# START OF Records shown

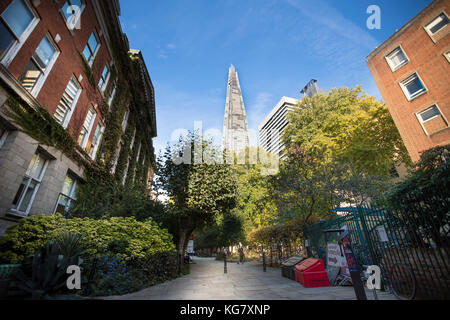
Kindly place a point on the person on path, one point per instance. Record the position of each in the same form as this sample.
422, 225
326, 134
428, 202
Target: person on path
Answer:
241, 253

# END OF Records shown
# START OF Records shown

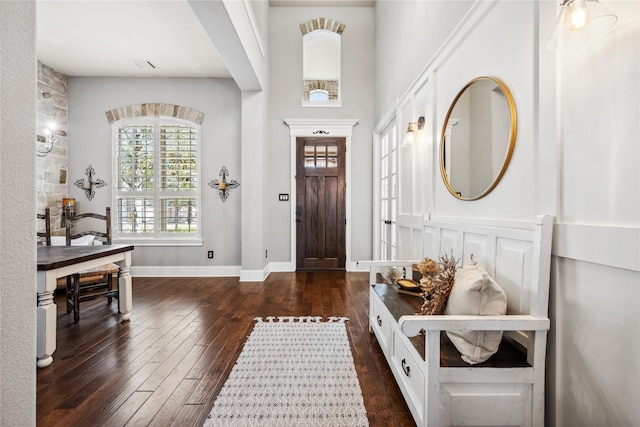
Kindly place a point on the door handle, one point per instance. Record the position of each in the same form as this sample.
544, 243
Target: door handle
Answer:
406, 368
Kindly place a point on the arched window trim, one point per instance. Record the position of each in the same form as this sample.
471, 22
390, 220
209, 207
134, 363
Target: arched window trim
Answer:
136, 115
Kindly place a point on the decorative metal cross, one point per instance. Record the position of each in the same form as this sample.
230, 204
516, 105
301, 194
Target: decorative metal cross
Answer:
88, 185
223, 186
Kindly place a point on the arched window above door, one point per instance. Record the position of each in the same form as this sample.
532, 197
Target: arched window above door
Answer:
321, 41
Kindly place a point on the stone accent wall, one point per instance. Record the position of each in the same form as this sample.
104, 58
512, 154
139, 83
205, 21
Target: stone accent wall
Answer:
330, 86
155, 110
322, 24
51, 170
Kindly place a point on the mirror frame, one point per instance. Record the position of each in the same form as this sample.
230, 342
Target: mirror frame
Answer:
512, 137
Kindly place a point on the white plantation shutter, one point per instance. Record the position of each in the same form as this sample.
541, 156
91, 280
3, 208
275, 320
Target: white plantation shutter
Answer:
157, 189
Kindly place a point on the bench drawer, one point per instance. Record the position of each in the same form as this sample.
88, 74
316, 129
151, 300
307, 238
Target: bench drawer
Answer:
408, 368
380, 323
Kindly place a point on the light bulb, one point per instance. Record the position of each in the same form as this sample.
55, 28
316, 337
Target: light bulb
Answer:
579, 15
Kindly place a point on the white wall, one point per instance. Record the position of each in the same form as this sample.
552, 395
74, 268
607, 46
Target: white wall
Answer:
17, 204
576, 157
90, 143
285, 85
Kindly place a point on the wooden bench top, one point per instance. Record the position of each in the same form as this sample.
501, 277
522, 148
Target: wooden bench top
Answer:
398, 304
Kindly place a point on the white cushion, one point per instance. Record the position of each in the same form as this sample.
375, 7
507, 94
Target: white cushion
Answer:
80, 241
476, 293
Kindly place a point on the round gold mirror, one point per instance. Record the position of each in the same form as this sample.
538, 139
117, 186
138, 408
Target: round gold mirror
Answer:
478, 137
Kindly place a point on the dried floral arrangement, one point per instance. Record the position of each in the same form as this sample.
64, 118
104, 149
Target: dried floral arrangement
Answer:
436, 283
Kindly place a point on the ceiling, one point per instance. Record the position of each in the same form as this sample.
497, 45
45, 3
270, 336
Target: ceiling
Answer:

# END OF Records shown

▶ [Given problem] How many lines of the material above contain the string "mirror"? Case counts. Give only the number.

▶ [Expected answer] 4